Entre rescatistas


Quienes le observábamos teníamos el corazón en vilo oyendo los maullidos desesperados del cachorro y de la gata madre que, rodeándonos, no dejaba de maullar a su cachorro para darle aliento.

Ocurrió un domingo por la mañana, cuando la mayoría de los españoles amanecían en sus destinos vacacionales o introduciendo las maletas en sus vehículos para iniciar un período de descanso merecido.

Había ido a cuidar a los gatos de mi hermana que estaba fuera el fin de semana, y desde el salón de su casa oí cómo, en la calle, unas vecinas se lamentaban por una gata muerta que se hallaba debajo de un coche. Volví a sentir que la vida sigue siendo injusta con los más débiles, con aquellos para los que no existen las vacaciones ni los retiros de descanso. Con agilidad bajé a la calle para averiguar en qué situación se encontraba el animal. 

Enseguida divisé a la responsable de la asociación que atiende a los gatos abandonados de la localidad y me ofrecí a ayudarle. A su lado, dos rescatistas más en acción, porque no solo había una gata aún viva (a pesar de su lamentable estado) agazapado bajo un coche, también había un cachorro en el fondo de una acometida de agua en forma de profundo pozo, separando a ambas víctimas tan solo unos metros. 

Mientras uno de los rescatistas se encontraba ideando el medio de sacar al gato del pozo, nos dirigimos a la siamesa que, aún viva, nos miraba asustada en el pequeño espacio que proporcionan los bajos de un vehículo a la vez que, con una maestría que solo las ganas de salvar una vida proporcionan, la responsable la rescataba a pesar de la resistencia que el animal mostraba en un cuerpo en el que  el deterioro por alguna enfermedad era evidente, y en un rostro en el que el dolor era el protagonista.

Con la siamesa segura en un trasportín, nos acercamos al pozo donde el segundo rescatista estaba intentando coger, con una imitación de sacadera de pesca que había comprado en el chino del barrio y a la que había amarrado un palo lo suficientemente largo para llegar al fondo del pozo, al cachorro. Apenas en unos centímetros se manejaba iluminando el fondo con una linterna y el utensilio de rescate que acababa de construir. Quienes le observábamos teníamos el corazón en vilo oyendo los maullidos desesperados del cachorro y de la gata madre que, rodeándonos, no dejaba de maullar a su cachorro para darle aliento. Cuando menos lo esperábamos, vimos aparecer un gato mínimo negro empapado de agua entre las redes y maullando desesperado. En un instante estaba a salvo en un segundo transportín. 

Los vecinos que habían avisado de ambos casos estuvieron a nuestro lado proporcionando ideas y material para el rescate, mostrando su respeto hacia las personas que se estaban ocupando de tal hazaña. Me resultó extraño no oír descalificaciones e insultos por dedicar nuestro tiempo a los animales. Más extraña aún fue la sensación cuando nos agradecieron el habernos ocupado de ellos.

Ese momento, en esa localidad, era tan solo el reflejo de lo que ocurre cada día en cualquier lugar de España, y en cualquier sitio del mundo. Se llama compasión y empatía, que aunque resulte extraño no sentirlo, su ausencia se vislumbra en demasiadas ocasiones con el trato que en este país se da a los animales.

Contemplar que puedes mitigar el dolor del prójimo y cambiar la vida de otro ser vivo por dedicarle tan solo un momento es una sensación irrepetible. Y vivirlo rodeada de otros rescatistas me hace sentirme orgullosa de formar parte de un movimiento en el que el respeto y la dignificación de la vida y la muerte de los animales en este país es su máxima.

El destino de ambos gatos no es relevante en estas líneas, lo importante fue la acción que llevó a su rescate. Una actuación que implicaba no dejar morir a un ser vivo que, aparentemente muerto, estaba sufriendo y lo que conllevaba no dejar agonizar a un cachorro en un pozo frío y lúgubre. En ambos casos, su muerte significaba interminables horas de agonía. Lo importante fue tener el poder de evitarlo y llevarlo a cabo.

--------------------------------

## Consigna A
Responde con datos del relato:
(i) ¿Qué día de la semana y en qué momento del día ocurrió el rescate?
(ii) ¿Dónde compró el segundo rescatista la imitación de sacadera de pesca?
(iii) ¿De qué color era el gato que apareció entre las redes?
## Consigna B
Reproduce del relato todo el fragmento que va desde «Ocurrió un domingo» hasta «encontraba el animal.».
## Consigna C
Resume en menos palabras el párrafo del relato que empieza con «Los vecinos que habían avisado», sin perder sus datos principales.

## Datos guardados
--------------------------------

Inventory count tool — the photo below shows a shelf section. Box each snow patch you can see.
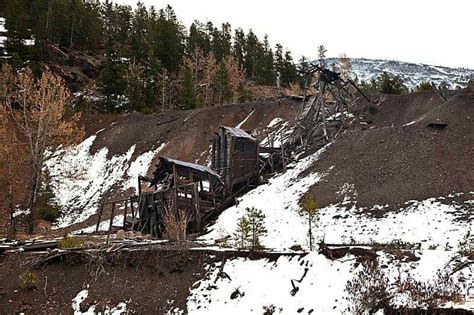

--------------------------------

## Respuesta A
(i) Un domingo por la mañana.
(ii) En el chino del barrio.
(iii) Negro.

## Respuesta B
Ocurrió un domingo por la mañana, cuando la mayoría de los españoles amanecían en sus destinos vacacionales o introduciendo las maletas en sus vehículos para iniciar un período de descanso merecido.

Había ido a cuidar a los gatos de mi hermana que estaba fuera el fin de semana, y desde el salón de su casa oí cómo, en la calle, unas vecinas se lamentaban por una gata muerta que se hallaba debajo de un coche. Volví a sentir que la vida sigue siendo injusta con los más débiles, con aquellos para los que no existen las vacaciones ni los retiros de descanso. Con agilidad bajé a la calle para averiguar en qué situación se encontraba el animal.

## Respuesta C
Los vecinos que habían avisado de los dos casos acompañaron a quienes rescataban a los gatos. Aportaron ideas y material y mostraron respeto por la tarea. Resultó extraño no oír descalificaciones ni insultos por dedicar tiempo a los animales. Más extraño aún fue que agradecieran el haberse ocupado de ellos.